- **DOCUMENT EXTRACT**
■ ■ ■ ■ ■

Shares of America's cruise lines surged higher in Tuesday trading, with Carnival (NYSE:CCL) (NYSE:CUK) rising 4.5%, Royal Caribbean (NYSE:RCL) racing ahead 4.8%, and Norwegian Cruise Line Holdings (NASDAQ:NCLH) up by 5.5% on the day. You can probably thank Deutsche Bank for that.
The only news from these stocks over the past couple of days has been of the "bad, but expected" variety. On Monday, Carnival announced that it is extending its pause on sailing through Sept. 30, and will only resume operations by Oct. 1 at the earliest. Today, Royal Caribbean made a similar statement, suspending "most sailings ... excluding sailings from China" through Sept. 15, and suspending trips to Bermuda through the end of October.
All of this was in line with the Cruise Lines International Association (CLIA) announcement on Friday that all of its member cruise lines (including Carnival, Royal Caribbean, and Norwegian Cruise Line) will voluntarily extend the suspension of cruise operations from U.S. ports until Sept. 15.
What was not expected was that despite CLIA's statement, German investment bank Deutsche Bank would decide today to raise its price targets on the three cruise stocks.
As the analyst explained in its note, TheFly.com reported today, "the industry's key players are undertaking actions that will ultimately allow them to emerge from the COVID-19 downturn in the best possible position to restore profitability." And in light of the moves these companies have made to reduce their costs, husband the cash they have, and raise even more cash to tide them over through the industrywide recession, Deutsche believes that each of the cruise lines are now worth more than it previously thought: $13 a share for Carnival, $15 for Norwegian Cruise, and $40 for Royal Caribbean.

■ ■ ■ ■ ■

- **DATA TO EXAMINE**
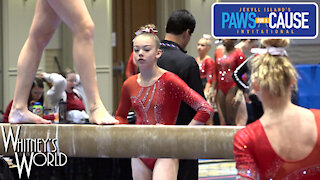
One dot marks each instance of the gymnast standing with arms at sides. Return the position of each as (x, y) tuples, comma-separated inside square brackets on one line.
[(228, 58), (48, 15), (206, 64), (155, 95), (285, 142)]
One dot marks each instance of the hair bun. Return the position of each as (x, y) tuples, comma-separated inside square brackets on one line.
[(149, 28), (275, 42)]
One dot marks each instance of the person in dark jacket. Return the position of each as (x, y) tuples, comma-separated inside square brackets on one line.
[(179, 29)]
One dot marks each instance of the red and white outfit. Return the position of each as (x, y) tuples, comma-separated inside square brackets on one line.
[(255, 156), (225, 67), (206, 68), (160, 102)]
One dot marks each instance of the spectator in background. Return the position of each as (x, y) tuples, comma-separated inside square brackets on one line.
[(206, 64), (64, 88), (47, 17), (228, 59), (179, 29), (35, 95), (255, 109), (285, 142)]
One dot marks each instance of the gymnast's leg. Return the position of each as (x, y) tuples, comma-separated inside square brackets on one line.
[(166, 168), (75, 14), (43, 26), (139, 170)]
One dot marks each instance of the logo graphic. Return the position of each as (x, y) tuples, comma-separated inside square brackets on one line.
[(46, 149), (262, 20)]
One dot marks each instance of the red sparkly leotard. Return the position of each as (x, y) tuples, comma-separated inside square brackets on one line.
[(255, 156), (160, 102), (206, 69), (225, 66)]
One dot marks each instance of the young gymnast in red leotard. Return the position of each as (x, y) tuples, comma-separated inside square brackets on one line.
[(155, 95), (228, 58), (285, 142)]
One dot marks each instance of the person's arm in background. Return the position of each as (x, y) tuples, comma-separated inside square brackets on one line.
[(192, 77), (245, 162), (193, 99), (124, 105), (7, 112), (55, 93)]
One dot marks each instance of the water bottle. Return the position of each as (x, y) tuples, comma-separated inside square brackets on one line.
[(37, 109)]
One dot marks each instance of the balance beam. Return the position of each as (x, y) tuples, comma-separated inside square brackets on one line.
[(125, 141)]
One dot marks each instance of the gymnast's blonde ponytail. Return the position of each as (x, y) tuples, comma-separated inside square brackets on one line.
[(274, 73)]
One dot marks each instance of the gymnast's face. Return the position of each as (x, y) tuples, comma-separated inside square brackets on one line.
[(202, 47), (145, 51)]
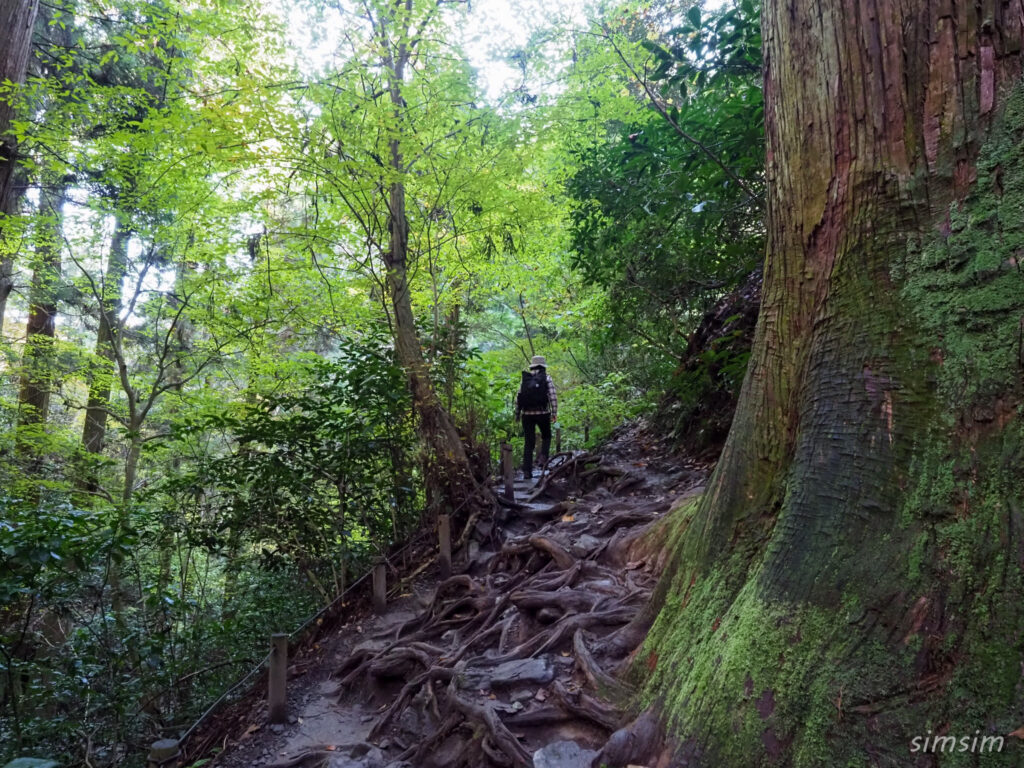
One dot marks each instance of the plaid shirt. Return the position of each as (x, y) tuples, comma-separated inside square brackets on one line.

■ ■ ■ ■ ■

- **ACTIVITIES**
(a) According to the cruise stocks article, what new price target did Deutsche Bank set for Royal Caribbean?
(b) Please reproduce the cruise stocks article word for word from "The only news" to "end of October.".
The records have no connection to the cruise stocks article.

- **ANSWERS IN ORDER**
(a) $40 a share.

(b)
The only news from these stocks over the past couple of days has been of the "bad, but expected" variety. On Monday, Carnival announced that it is extending its pause on sailing through Sept. 30, and will only resume operations by Oct. 1 at the earliest. Today, Royal Caribbean made a similar statement, suspending "most sailings ... excluding sailings from China" through Sept. 15, and suspending trips to Bermuda through the end of October.